*Instructions for the task*: Every entry must be transcribed exactly as written.

[Data records]
++++++++

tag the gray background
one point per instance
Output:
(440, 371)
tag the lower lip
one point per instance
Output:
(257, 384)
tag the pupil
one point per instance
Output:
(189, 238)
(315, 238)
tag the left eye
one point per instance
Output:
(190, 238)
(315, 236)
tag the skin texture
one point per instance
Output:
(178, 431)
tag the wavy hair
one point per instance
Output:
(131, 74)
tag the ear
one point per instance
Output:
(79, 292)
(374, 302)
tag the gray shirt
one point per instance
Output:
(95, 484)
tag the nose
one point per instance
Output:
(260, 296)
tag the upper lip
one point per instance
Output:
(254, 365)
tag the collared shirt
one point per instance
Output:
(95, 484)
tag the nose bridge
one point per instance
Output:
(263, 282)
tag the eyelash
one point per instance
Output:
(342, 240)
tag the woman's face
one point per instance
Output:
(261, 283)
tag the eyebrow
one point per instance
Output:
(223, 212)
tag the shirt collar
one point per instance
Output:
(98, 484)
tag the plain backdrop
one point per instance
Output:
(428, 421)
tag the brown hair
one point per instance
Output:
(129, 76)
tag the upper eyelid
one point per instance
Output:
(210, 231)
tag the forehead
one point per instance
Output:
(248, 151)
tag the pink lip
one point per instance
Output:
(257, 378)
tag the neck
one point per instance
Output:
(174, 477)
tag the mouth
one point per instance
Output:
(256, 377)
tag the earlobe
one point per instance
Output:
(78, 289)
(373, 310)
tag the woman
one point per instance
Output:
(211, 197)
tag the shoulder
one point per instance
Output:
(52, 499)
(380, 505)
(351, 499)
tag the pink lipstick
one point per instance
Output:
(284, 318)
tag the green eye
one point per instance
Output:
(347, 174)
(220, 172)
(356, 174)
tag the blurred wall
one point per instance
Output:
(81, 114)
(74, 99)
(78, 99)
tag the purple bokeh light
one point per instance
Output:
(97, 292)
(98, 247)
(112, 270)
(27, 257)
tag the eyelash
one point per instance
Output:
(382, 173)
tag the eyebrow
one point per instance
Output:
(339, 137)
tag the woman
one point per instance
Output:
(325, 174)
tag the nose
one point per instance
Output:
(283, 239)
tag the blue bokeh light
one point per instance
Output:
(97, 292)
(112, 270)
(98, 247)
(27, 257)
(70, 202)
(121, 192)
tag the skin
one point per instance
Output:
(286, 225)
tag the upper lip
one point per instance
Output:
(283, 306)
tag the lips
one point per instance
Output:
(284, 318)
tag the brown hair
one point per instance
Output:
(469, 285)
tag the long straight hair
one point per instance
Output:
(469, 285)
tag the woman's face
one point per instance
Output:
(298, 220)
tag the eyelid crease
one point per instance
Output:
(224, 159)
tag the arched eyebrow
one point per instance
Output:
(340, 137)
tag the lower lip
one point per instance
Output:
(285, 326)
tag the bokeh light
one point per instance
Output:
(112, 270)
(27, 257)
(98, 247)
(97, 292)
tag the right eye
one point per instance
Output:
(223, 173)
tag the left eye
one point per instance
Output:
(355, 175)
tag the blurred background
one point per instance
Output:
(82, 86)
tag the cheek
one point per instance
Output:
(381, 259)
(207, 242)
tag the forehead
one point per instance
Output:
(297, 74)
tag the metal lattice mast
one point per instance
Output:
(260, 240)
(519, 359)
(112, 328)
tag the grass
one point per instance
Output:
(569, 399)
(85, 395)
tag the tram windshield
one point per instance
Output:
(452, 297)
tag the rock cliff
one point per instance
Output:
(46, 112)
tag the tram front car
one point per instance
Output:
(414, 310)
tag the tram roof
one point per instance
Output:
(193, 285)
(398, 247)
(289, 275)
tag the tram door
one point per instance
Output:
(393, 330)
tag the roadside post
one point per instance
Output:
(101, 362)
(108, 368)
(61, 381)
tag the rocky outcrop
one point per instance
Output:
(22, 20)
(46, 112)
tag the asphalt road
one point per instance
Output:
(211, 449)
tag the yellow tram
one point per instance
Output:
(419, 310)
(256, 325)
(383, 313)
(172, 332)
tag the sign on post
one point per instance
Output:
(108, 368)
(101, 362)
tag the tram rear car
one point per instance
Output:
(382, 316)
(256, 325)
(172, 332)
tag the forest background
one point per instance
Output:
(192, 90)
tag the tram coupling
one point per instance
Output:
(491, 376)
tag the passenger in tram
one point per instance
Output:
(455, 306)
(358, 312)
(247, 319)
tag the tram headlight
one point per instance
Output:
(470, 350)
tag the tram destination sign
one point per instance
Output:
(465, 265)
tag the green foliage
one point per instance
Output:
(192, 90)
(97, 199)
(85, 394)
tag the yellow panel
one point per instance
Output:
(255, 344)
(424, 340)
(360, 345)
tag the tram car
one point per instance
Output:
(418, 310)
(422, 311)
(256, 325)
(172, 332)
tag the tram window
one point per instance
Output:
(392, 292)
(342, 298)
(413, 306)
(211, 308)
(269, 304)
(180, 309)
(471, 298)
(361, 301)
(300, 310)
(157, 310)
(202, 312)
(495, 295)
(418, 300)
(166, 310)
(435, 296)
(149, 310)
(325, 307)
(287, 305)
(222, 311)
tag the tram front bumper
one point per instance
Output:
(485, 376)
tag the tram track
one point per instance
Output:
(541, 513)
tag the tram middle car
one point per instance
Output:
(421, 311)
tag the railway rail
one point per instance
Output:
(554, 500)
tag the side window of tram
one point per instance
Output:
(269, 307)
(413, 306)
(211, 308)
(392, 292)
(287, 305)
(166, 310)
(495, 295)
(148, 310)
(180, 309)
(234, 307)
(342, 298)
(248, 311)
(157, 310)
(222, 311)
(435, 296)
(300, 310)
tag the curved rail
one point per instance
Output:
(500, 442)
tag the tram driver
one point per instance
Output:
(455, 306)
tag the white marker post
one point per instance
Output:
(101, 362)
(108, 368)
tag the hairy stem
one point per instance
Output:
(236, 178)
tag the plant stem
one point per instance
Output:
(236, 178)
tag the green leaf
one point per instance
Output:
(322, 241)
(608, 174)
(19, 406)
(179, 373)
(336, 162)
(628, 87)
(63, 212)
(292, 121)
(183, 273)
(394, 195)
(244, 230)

++++++++

*Problem solution*:
tag the gray background
one point per instance
Output:
(440, 371)
tag the lower lip
one point per instance
Output:
(257, 384)
tag the pupil
one point per instance
Output:
(189, 238)
(315, 238)
tag the left eye
one point per instance
Output:
(190, 238)
(315, 236)
tag the skin texture
one point per instance
Output:
(178, 431)
tag the wavy hair
one point per instance
Output:
(131, 74)
tag the ear
one point per instance
Output:
(79, 292)
(374, 302)
tag the gray shirt
one point per instance
Output:
(95, 484)
tag the nose
one point per instance
Output:
(260, 296)
tag the upper lip
one point per instance
Output:
(254, 365)
tag the collared shirt
one point per instance
Output:
(95, 484)
tag the nose bridge
one point per instance
Output:
(263, 282)
tag the eyelash
one point per instance
Output:
(342, 240)
tag the woman's face
one point per instance
Output:
(261, 283)
tag the eyebrow
one point per instance
Output:
(223, 212)
tag the shirt collar
one point per instance
Output:
(98, 484)
tag the plain backdrop
one point per instance
Output:
(428, 421)
tag the brown hair
one point per instance
Output:
(129, 76)
tag the upper eyelid
one point per instance
Output:
(210, 231)
tag the forehead
one point per instance
Output:
(248, 151)
tag the pink lip
one point per instance
Output:
(257, 378)
tag the neck
one point per instance
Output:
(174, 477)
tag the mouth
one point per instance
Output:
(256, 377)
tag the earlobe
one point per instance
Output:
(78, 289)
(373, 310)
tag the woman
one point per instance
Output:
(211, 197)
tag the shoulder
one point per instance
Output:
(52, 499)
(380, 505)
(351, 499)
tag the pink lipstick
one point per instance
Output:
(284, 318)
tag the green eye
one point per instance
Output:
(347, 174)
(220, 172)
(356, 174)
tag the blurred wall
one point per instance
Output:
(81, 114)
(74, 99)
(78, 99)
tag the purple bokeh light
one point per instance
Output:
(97, 292)
(98, 247)
(112, 270)
(27, 257)
tag the eyelash
one point per instance
Output:
(382, 173)
tag the eyebrow
one point per instance
Output:
(339, 137)
tag the woman
one point per instance
Output:
(325, 174)
tag the nose
one point per instance
Output:
(283, 239)
tag the blue bokeh light
one point per instance
Output:
(97, 292)
(112, 270)
(98, 247)
(27, 257)
(70, 202)
(121, 192)
tag the skin
one point per instance
Output:
(286, 225)
tag the upper lip
one point per instance
Output:
(283, 306)
tag the lips
one point per instance
Output:
(284, 318)
tag the brown hair
one point per instance
Output:
(469, 285)
tag the long straight hair
one point per instance
Output:
(469, 285)
tag the woman's face
one point per instance
Output:
(298, 220)
tag the eyelid crease
one point per instance
Output:
(224, 159)
tag the arched eyebrow
one point per instance
Output:
(340, 137)
tag the lower lip
one point per instance
Output:
(285, 326)
tag the bokeh light
one point per instance
Output:
(112, 270)
(27, 257)
(98, 247)
(97, 292)
tag the right eye
one point per instance
Output:
(223, 173)
tag the left eye
one point per instance
Output:
(355, 175)
tag the blurred background
one point per instance
Output:
(82, 86)
tag the cheek
one point per instance
Output:
(381, 259)
(207, 242)
tag the forehead
one point per instance
Output:
(297, 74)
tag the metal lattice mast
one point per instance
Output:
(260, 240)
(519, 359)
(112, 328)
tag the grass
one point per instance
Output:
(569, 399)
(85, 395)
tag the tram windshield
one point per instance
Output:
(452, 297)
tag the rock cliff
one point per instance
Output:
(46, 112)
tag the tram front car
one point per instance
Output:
(414, 310)
tag the tram roof
one point per instance
Output:
(193, 285)
(398, 247)
(289, 275)
tag the tram door
one point per instance
Output:
(393, 330)
tag the roadside post
one point per instance
Output:
(101, 362)
(108, 368)
(61, 381)
tag the rocky outcrop
one point per instance
Output:
(22, 20)
(46, 112)
tag the asphalt road
one point per instance
Output:
(211, 449)
tag the yellow tram
one point per instance
Output:
(419, 310)
(256, 325)
(383, 313)
(172, 332)
tag the sign on post
one point per instance
Output:
(108, 368)
(101, 362)
tag the tram rear car
one point per instance
Output:
(382, 316)
(256, 325)
(172, 332)
tag the forest background
one point per instance
Output:
(192, 90)
tag the tram coupling
one point per instance
Output:
(491, 376)
tag the passenger in tram
one point per instance
Output:
(455, 306)
(358, 312)
(247, 319)
tag the tram headlight
one point per instance
Output:
(470, 350)
tag the tram destination sign
one point per instance
Output:
(465, 265)
tag the green foliage
one point per instance
Output:
(192, 90)
(97, 199)
(85, 394)
tag the yellow panel
one point per instance
Output:
(255, 344)
(424, 340)
(360, 345)
tag the tram car
one point per instance
Output:
(418, 310)
(422, 311)
(256, 325)
(172, 332)
tag the tram window
one point per instance
Output:
(392, 292)
(342, 298)
(413, 306)
(211, 308)
(269, 304)
(180, 309)
(471, 298)
(361, 301)
(300, 310)
(157, 310)
(202, 312)
(495, 295)
(418, 300)
(166, 310)
(435, 296)
(149, 310)
(325, 307)
(287, 305)
(222, 311)
tag the tram front bumper
one point per instance
Output:
(485, 376)
tag the tram track
one point per instance
Output:
(541, 513)
tag the tram middle car
one point per instance
Output:
(421, 311)
tag the railway rail
one point per instance
Output:
(554, 500)
tag the side window of tram
one point per instance
Output:
(269, 307)
(413, 306)
(211, 308)
(392, 292)
(287, 305)
(166, 310)
(495, 295)
(148, 310)
(180, 309)
(234, 307)
(342, 298)
(248, 311)
(157, 310)
(222, 311)
(435, 296)
(300, 310)
tag the curved rail
one point per instance
Output:
(500, 442)
tag the tram driver
one point per instance
Output:
(455, 306)
tag the white marker post
one point per instance
Output:
(101, 362)
(108, 368)
tag the hairy stem
one point per instance
Output:
(236, 178)
tag the plant stem
one point per instance
Output:
(236, 178)
tag the green leaf
one point per instance
Output:
(322, 241)
(608, 174)
(19, 406)
(179, 373)
(336, 162)
(628, 87)
(63, 212)
(292, 121)
(183, 273)
(394, 195)
(244, 230)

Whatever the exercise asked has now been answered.